===== Passage provided
By ED BARK
Dallas native Angie Harmon will play the title role in TNT's Rizzoli, drawn from the Tess Gerritson mystery novels about Boston detective Jane Rizzoli.
Harmon has been this route before as a regular in two broadcast network crime hours, NBC's Law & Order and ABC's short-lived Women's Murder Club. TNT so far has ordered only a pilot episode of Rizzoli, which doesn't yet have an on-air commitment from the network but "could be an outstanding addition to TNT's collection of strong female characters," programming head Michael Wright says tentatively.
***Chart-topping, Grammy-winning Season 4 American Idol champ Carrie Underwood returns to Fox on Dec. 7 with her own two-hour Christmas special. Announced guests so far include Dolly Parton, Brad Paisley and David Cook. They'll warble a mix of hits and holiday songs.
==========
Tasks to perform
**A)** In the TV news column, on what date does Carrie Underwood's Christmas special air on Fox?
**B)** Can you pick up the TV news column after its last sentence and write the next part?
===== Material
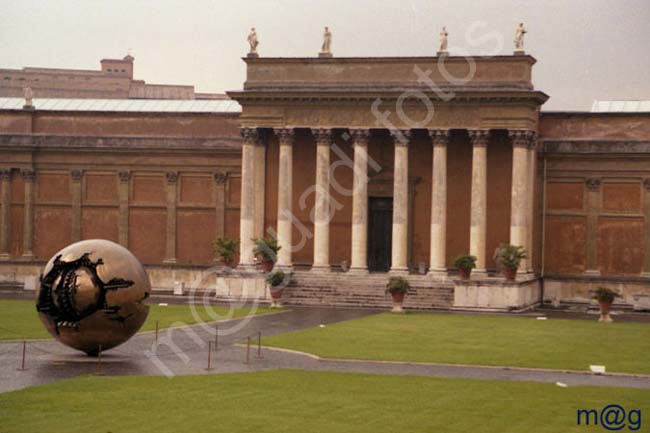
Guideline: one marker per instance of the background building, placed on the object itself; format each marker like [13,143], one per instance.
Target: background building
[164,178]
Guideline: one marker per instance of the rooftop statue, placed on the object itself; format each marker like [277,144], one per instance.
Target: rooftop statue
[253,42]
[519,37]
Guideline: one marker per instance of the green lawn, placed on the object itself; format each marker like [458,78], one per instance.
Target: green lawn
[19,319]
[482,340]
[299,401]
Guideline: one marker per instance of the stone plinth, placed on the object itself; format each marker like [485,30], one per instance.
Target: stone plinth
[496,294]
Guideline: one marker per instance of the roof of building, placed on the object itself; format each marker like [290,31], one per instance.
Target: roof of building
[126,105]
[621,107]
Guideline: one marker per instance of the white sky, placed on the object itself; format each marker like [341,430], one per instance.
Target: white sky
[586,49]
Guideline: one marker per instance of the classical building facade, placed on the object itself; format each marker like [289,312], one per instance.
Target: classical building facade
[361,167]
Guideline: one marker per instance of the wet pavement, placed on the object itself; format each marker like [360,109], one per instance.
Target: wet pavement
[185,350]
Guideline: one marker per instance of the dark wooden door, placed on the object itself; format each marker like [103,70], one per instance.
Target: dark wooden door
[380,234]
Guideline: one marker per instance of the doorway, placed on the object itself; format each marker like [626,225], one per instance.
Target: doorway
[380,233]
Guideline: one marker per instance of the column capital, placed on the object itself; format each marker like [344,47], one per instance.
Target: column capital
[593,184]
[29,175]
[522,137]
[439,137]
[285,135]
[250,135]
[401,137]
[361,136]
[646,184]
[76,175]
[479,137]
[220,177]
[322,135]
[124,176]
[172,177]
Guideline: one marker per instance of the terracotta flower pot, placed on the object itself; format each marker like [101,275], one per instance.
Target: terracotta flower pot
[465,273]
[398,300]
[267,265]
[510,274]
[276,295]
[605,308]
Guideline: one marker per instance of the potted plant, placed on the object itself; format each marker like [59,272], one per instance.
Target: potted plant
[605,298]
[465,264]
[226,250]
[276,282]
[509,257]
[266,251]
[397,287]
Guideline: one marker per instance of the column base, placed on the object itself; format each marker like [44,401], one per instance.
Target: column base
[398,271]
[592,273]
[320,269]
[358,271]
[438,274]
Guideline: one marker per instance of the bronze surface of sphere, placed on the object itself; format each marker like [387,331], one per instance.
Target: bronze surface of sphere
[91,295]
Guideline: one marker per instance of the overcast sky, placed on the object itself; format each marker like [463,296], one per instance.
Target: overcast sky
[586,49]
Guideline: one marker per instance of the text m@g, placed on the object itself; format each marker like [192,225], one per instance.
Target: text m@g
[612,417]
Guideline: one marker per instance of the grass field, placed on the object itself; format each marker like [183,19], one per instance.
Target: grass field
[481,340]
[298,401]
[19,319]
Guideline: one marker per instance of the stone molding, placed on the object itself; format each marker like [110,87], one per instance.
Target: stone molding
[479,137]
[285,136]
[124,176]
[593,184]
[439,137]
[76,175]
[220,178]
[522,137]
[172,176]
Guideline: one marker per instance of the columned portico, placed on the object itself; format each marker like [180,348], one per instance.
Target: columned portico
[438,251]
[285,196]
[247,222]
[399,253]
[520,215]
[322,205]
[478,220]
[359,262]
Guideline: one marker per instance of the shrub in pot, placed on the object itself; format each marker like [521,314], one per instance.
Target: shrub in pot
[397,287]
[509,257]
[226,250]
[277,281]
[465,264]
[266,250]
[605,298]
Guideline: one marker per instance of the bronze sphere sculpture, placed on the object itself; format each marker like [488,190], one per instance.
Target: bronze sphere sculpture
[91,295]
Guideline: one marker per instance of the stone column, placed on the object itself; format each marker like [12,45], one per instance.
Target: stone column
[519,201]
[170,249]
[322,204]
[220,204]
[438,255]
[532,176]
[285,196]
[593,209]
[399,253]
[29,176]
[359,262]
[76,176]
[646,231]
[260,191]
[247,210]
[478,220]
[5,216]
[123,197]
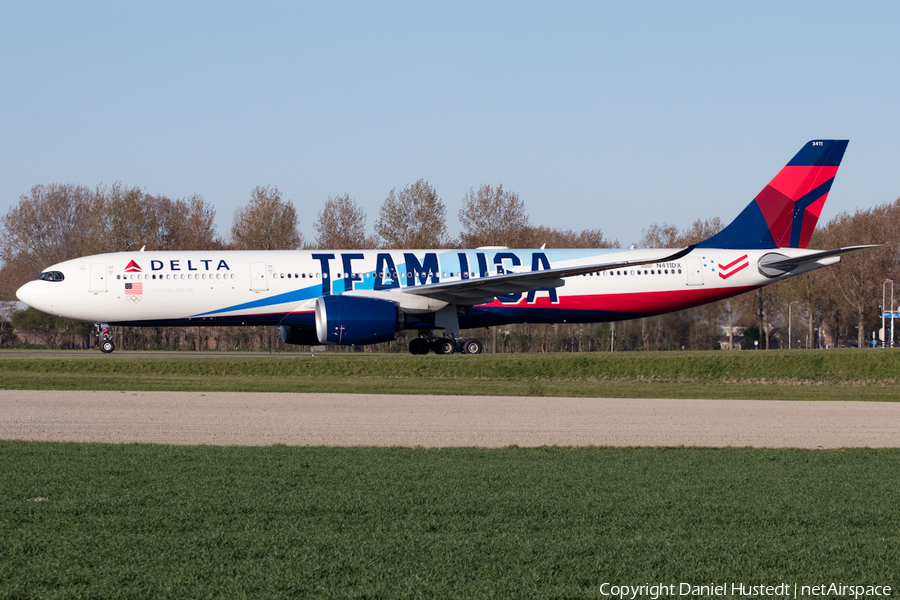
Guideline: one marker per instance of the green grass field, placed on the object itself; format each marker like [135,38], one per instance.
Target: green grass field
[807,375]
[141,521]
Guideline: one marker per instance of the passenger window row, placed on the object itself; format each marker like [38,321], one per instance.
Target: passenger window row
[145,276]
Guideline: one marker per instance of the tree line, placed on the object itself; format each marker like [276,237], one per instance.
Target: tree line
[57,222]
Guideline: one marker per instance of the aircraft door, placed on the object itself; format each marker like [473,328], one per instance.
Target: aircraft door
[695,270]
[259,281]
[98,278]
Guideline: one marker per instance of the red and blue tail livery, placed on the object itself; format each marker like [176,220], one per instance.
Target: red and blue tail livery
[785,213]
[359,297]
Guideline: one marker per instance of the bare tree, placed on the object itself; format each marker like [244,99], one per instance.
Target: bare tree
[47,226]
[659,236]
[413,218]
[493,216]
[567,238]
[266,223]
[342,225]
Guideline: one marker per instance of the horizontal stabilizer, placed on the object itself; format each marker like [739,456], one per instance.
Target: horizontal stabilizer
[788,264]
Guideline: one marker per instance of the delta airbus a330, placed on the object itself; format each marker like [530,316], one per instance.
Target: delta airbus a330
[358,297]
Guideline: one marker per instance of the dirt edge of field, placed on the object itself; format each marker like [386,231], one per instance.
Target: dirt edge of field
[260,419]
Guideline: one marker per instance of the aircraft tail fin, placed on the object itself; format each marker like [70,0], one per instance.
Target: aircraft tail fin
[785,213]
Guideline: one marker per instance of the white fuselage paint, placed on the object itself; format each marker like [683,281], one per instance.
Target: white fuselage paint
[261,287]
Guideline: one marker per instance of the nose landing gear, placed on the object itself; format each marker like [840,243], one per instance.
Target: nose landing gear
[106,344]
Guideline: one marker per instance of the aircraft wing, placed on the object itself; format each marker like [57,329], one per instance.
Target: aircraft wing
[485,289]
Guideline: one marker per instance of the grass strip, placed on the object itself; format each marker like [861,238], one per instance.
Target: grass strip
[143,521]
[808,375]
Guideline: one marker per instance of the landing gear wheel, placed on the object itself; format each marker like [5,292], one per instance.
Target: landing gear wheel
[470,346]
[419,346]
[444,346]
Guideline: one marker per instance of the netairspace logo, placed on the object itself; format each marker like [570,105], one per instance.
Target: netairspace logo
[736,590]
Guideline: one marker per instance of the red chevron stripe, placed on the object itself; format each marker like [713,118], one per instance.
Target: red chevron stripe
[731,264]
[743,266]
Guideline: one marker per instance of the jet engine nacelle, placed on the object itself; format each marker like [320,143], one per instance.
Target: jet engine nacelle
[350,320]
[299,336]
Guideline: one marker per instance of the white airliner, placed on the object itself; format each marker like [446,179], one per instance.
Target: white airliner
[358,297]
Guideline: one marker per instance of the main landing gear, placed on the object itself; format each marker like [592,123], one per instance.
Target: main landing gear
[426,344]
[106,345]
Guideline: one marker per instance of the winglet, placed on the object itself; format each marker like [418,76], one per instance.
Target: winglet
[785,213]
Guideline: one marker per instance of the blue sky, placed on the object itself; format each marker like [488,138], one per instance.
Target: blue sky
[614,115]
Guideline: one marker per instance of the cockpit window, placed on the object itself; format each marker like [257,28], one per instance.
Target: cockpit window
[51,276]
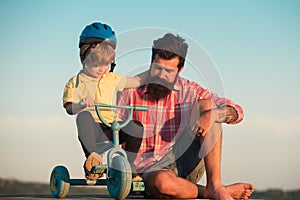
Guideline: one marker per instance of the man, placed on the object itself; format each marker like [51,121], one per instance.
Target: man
==========
Outputs for the tasks
**A)** Dec. 7

**B)**
***Showtime has tabbed durable William H. Macy for Shameless, a drama series adapted from the long-running British outing about a sprawling, dysfunctional family. Macy is cast as the "alcoholic patriarch who usually ends up passed out on the living room floor," says Showtime.
The producers are John Wells (ER) and Paul Abbott, who created the British version.
***Fox has jettisoned Dollhouse, Brothers and 'Til Death -- at least for the upcoming November sweeps, which launch on Oct. 29th.
Starting on Friday, Oct. 30th, they'll be replaced by repeats of House and Bones. At this point, Dollhouse is scheduled to return on Dec. 4 with back-to-back new episodes that will mark the first appearances of new cast member Summer Glau, formerly of Fox's Terminator: The Sarah Connor Chronicles.
***Last-place NBC has given full-season commitments to two first-year series, Mercy and Community, plus the sophomore sitcom Parks & Recreation.
Mercy is faring the best so far, averaging 7.8 million viewers nationally on Wednesdays at 7 p.m. (central). Community and Parks respectively are drawing 5.7 million and 4.8 million viewers on Thursday nights.
By ED BARK
NBC Universal will have rocker Jon Bon Jovi all to itself as part of an unprecedented arrangement that will enable him to tout his new CD on a variety of Peacock "platforms," including the NBC Nightly News.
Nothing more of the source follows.